** Provided text **
** START **
This part of the country endured quite a few changes in the 16-17th
centuries—most of the tribes famous to this area were relative newcomers; only
the Sioux, Winnebago, Menominee, and Chiwere are what you might call the aboriginal
inhabitants. The Fox, Sauk, Kickapoo,
Mascouten, and Potawatomi came as refugees in the 1600s fleeing from Iroquois
and Neutral raids. Huronians like the
Wendat and Petun came as well and, as aforementioned, some of them briefly
settled along the Mississippi. The
previous century-and-a-half or so had already seen the Wisconsin Ojibwe migrate
westward from the Great Lakes nexus at Mackinac, and the Omahas come up from
their ancient home on the Ohio River.
Groups of Miami and Illiniwek also arrived from the east, coming either
in the 16th or 17th centuries.
Having
a dozen tribes move in over the course of a handful of generations can only
have been a massive disruption to the human geography of this area, and the
status quo ante is very difficult to work out . . . probably impossible in its
details. But there is evidence of at
least one "lost" Siouan language spoken not far from this area—where exactly
is hard to say—which came within a gnat's toe of being lost completely and
forever without anyone ever noticing it existed. I am referring to Michigamea.
** END **
** Collected data **
** START **
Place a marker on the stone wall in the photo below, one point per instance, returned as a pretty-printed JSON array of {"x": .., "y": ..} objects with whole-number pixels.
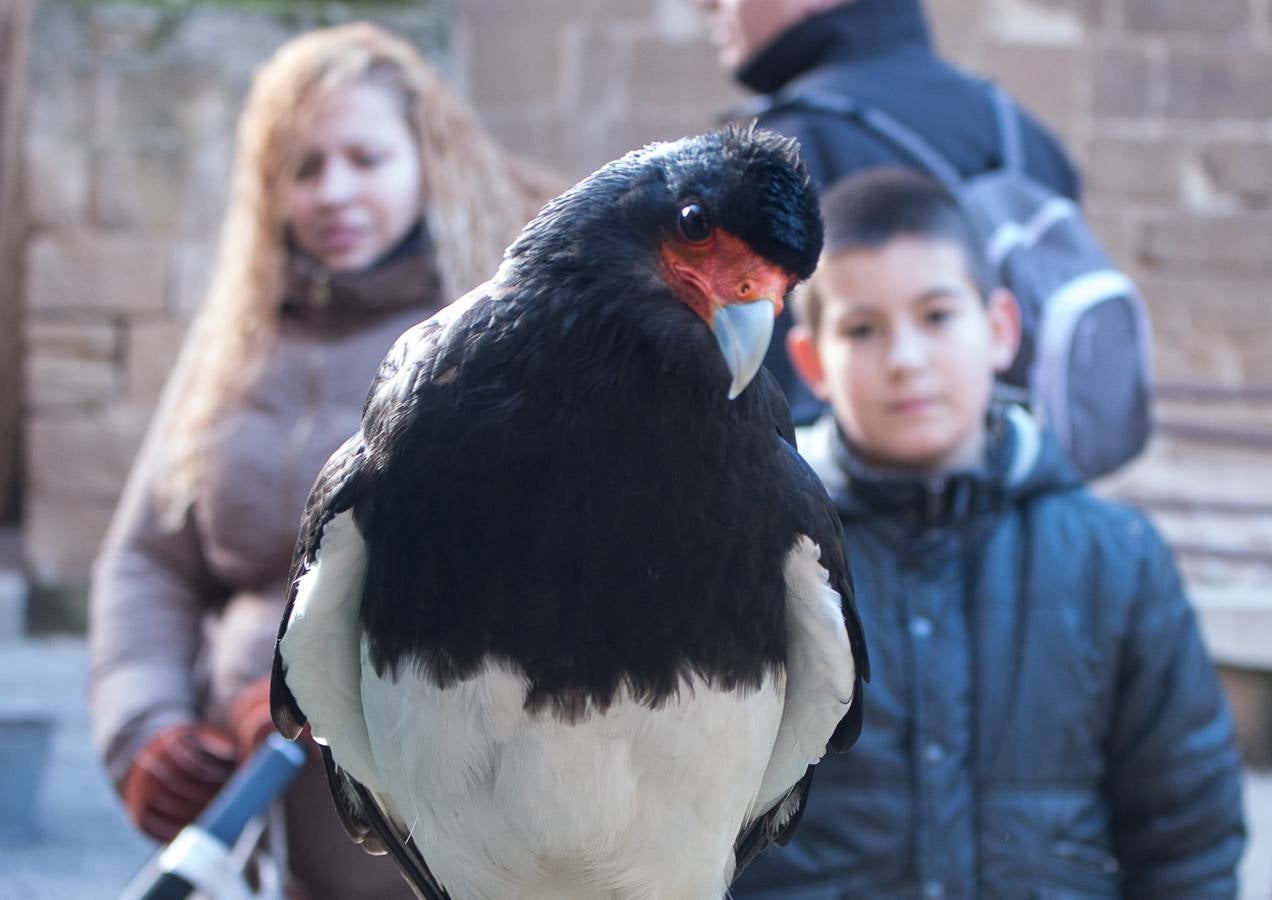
** END **
** Do this **
From the passage on tribal migrations, write out word for word the part that begins at "This part of" and stops after "the Ohio River.". The material that comes after the passage is separate from it.

** Right answer **
This part of the country endured quite a few changes in the 16-17th
centuries—most of the tribes famous to this area were relative newcomers; only
the Sioux, Winnebago, Menominee, and Chiwere are what you might call the aboriginal
inhabitants. The Fox, Sauk, Kickapoo,
Mascouten, and Potawatomi came as refugees in the 1600s fleeing from Iroquois
and Neutral raids. Huronians like the
Wendat and Petun came as well and, as aforementioned, some of them briefly
settled along the Mississippi. The
previous century-and-a-half or so had already seen the Wisconsin Ojibwe migrate
westward from the Great Lakes nexus at Mackinac, and the Omahas come up from
their ancient home on the Ohio River.